EXERCISE DIRECTIONS
Write out every one of the records below word for word, keeping their order.

MATERIAL TO PROCESS
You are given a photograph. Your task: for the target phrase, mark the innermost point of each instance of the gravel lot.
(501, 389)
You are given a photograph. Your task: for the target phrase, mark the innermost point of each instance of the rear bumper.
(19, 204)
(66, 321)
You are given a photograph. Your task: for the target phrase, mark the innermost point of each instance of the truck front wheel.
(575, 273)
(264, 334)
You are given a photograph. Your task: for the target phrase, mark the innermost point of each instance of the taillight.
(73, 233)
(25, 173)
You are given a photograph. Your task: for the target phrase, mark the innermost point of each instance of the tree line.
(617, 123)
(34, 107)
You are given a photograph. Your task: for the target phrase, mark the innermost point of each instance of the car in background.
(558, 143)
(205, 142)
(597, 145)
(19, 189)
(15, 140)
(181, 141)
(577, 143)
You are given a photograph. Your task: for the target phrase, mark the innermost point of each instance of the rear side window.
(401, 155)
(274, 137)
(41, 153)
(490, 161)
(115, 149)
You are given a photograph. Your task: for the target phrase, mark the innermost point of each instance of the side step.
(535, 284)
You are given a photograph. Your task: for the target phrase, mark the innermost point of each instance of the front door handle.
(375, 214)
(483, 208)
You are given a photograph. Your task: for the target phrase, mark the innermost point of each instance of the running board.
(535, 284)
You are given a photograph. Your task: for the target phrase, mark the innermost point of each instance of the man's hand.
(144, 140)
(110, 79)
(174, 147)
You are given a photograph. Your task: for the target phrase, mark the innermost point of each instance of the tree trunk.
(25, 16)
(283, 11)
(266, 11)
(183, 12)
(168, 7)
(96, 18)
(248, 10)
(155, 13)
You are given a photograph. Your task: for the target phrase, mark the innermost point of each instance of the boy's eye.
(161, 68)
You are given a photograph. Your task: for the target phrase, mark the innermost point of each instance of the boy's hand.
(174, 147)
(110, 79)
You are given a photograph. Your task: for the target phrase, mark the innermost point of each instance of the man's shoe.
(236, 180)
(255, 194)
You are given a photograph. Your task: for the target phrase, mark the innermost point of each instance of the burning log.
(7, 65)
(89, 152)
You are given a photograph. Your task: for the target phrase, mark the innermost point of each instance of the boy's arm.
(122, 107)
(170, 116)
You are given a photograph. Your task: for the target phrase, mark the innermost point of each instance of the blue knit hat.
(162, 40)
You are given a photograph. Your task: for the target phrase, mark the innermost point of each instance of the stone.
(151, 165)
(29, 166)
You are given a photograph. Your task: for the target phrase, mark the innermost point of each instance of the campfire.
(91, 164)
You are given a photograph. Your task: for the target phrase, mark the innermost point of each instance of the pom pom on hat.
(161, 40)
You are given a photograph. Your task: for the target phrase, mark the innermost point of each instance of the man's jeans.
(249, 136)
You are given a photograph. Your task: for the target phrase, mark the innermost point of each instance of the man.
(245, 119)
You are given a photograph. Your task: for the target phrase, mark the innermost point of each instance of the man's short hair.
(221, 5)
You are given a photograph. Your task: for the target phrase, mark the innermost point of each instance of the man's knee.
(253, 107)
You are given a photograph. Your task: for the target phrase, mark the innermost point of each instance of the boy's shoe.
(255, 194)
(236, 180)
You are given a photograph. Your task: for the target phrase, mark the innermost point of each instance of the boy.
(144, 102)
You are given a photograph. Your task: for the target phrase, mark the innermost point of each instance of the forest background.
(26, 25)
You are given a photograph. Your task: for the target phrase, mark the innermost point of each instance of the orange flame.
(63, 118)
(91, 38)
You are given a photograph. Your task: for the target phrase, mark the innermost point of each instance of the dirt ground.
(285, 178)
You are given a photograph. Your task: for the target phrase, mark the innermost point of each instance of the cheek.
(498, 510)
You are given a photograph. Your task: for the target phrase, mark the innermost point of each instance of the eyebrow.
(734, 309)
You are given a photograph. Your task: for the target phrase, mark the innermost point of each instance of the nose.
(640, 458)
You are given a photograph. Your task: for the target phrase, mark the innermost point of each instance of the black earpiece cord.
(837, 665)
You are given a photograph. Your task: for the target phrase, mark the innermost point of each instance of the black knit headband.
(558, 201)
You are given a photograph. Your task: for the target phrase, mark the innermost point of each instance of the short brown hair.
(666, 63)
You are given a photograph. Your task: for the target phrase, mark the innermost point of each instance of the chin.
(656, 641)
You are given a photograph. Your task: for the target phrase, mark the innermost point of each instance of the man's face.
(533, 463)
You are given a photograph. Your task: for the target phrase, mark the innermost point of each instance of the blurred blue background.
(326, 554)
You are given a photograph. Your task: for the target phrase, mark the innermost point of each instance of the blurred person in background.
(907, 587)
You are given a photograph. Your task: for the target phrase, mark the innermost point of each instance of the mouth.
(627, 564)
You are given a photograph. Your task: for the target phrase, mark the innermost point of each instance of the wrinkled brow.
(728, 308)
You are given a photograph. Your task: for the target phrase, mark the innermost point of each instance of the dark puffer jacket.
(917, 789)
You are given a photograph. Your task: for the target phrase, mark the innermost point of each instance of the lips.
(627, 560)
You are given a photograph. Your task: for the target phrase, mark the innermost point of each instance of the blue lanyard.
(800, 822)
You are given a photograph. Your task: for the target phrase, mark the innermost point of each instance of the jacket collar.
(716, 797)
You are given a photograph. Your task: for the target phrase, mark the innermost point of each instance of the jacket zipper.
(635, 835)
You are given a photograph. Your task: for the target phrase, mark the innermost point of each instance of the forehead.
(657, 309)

COMPLETE ANSWER
You are given a photograph. Your task: for the target phrase, mark the innermost point of each instance of the gravel lot.
(501, 389)
You are given a photograph. Your task: for the target phrase, mark the innermost point of each instance of the rear bumper.
(19, 204)
(66, 321)
You are given a photograph. Your task: for the target phrase, mark the innermost point of each instance of the truck front wheel.
(575, 273)
(264, 334)
You are given a photograph. Your task: for the target phrase, mark the innermost point of each instance of the taillight.
(73, 233)
(25, 173)
You are given a photograph. Your task: for the target phrase, mark the innermost point of each instance of the tree line.
(617, 123)
(34, 107)
You are given a photograph. Your task: for the target phrase, mark the innermost point of each instance of the car in background.
(558, 143)
(205, 142)
(597, 145)
(19, 189)
(15, 140)
(181, 141)
(577, 143)
You are given a photograph. Your task: for the target phrase, mark the innermost point of each instance of the rear side window.
(401, 155)
(274, 137)
(41, 153)
(490, 161)
(115, 149)
You are given a photograph. Your task: for the target phrase, mark the innermost point of each instance of the side step.
(535, 284)
You are given a photograph. Your task: for the target phrase, mark the innermost point of each instance of the front door handle.
(375, 214)
(483, 208)
You are given a photograph. Your task: for the target phrase, mark the innermost point of each instance of the running board.
(535, 284)
You are given a photograph. Your task: for the target phrase, mark the innermost point of each instance of the man's hand.
(144, 140)
(110, 79)
(174, 147)
You are given a photograph. Your task: for the target phrase, mark the innermost point of each instance of the tree trunk.
(25, 16)
(283, 11)
(266, 11)
(183, 12)
(168, 7)
(96, 18)
(248, 10)
(155, 13)
You are given a photograph. Your task: for the target phrase, mark the innermost point of each instance of the boy's eye.
(161, 68)
You are given a photograph. Your task: for the target phrase, mark the innermost point of each instance of the boy's hand.
(174, 147)
(110, 79)
You are given a photograph. Your task: for the target phrase, mark the innermost point of each instance of the man's shoe.
(236, 180)
(255, 194)
You are given a photograph. Your task: for the target phrase, mark the innermost point of each instance of the burning log.
(7, 65)
(89, 152)
You are given a photograph. Your task: for the target phrase, mark the innermost point of each instance of the boy's arm.
(122, 107)
(170, 116)
You are given a photograph. Your task: for the target phrase, mark the innermost point of each instance of the blue knit hat.
(162, 40)
You are given a photograph. Your task: for the target phrase, mark the innermost point of each instance of the stone.
(151, 165)
(29, 166)
You are given a photograph. Your task: for the target phrase, mark the innermost point of each instance of the campfire.
(91, 164)
You are given a photograph. Your task: for the target phrase, mark the innermost point of each instance of the pom pom on hat.
(161, 40)
You are given a photograph. Your task: for the target phrase, mark the innermost point of each instance of the man's jeans.
(249, 136)
You are given a photograph. Your task: for the target phrase, mark the innermost point of each instance of the man.
(245, 119)
You are given a photograph. Your task: for the target phrase, mark the innermost point of each instance of the man's short hair.
(221, 5)
You are given a photograph. Your task: for the target phrase, mark the innermost point of each instance of the man's knee.
(253, 107)
You are given a photograph. Your task: for the target phrase, mark the innermost point of each instance of the boy's shoe.
(255, 194)
(236, 180)
You are given a photograph. Your task: for the target phrase, mark the innermost point of each instance of the boy.
(144, 102)
You are given a photograph. Your task: for the target phrase, mark the innermost point of each instance of the forest background.
(26, 25)
You are given a photograph. Your task: for the target phrase, mark the innermost point of each instance of the orange flame.
(63, 118)
(91, 38)
You are given a photograph. Your task: for the target phrase, mark the innermost point of each instance of the dirt ground.
(285, 178)
You are given a photograph. Your task: for the target phrase, mark the innermost point of each instance of the cheek.
(498, 510)
You are given a photograph. Your task: for the target phrase, mark the innermost point of each instance of the eyebrow.
(734, 309)
You are given a photograph. Your task: for the target phrase, mark the innermost point of each instance of the nose.
(640, 458)
You are given a photograph. Your task: for the target phrase, mark the innermost point of each instance of the black earpiece cord.
(837, 665)
You are given a photograph. Your task: for the target phrase, mark the innermost point of each instance of the black knit headband.
(558, 201)
You are given a photograph. Your task: for the target phrase, mark the innermost point of each instance of the short brown hair.
(666, 63)
You are given a photograph. Your task: for the target phrase, mark the innermost point of each instance of the chin.
(656, 641)
You are given a photograph. Your task: for the target phrase, mark the innermost point of each instance of the man's face.
(533, 463)
You are given a photograph. Your task: for the target phrase, mark the innermost point of each instance of the blurred blue background.
(326, 554)
You are given a photograph. Your task: for the target phrase, mark the innermost point of each instance of the blurred person in background.
(907, 587)
You are given a photograph. Your task: for the target phrase, mark the innermost point of each instance of the mouth.
(627, 564)
You are given a photograph. Your task: for the target phrase, mark the innermost point of each instance of the wrinkled brow.
(728, 308)
You are given a photograph. Your task: for the target phrase, mark the innermost point of each instance of the dark puffer jacket.
(917, 789)
You are given a photograph. Your task: for the target phrase, mark the innermost point of each instance of the lips.
(627, 560)
You are given a photograph. Your task: for the target phrase, mark the innermost point of each instance of the blue lanyard.
(800, 822)
You are given a photograph. Your task: for the target phrase, mark the innermost point of each instance of the jacket collar.
(716, 797)
You are given a photograph. Your task: for the target phrase, mark the innermost point of each instance of the jacket zipper.
(635, 835)
You are given a photograph. Your task: for the target phrase, mark the innermost point of each instance of the forehead.
(657, 309)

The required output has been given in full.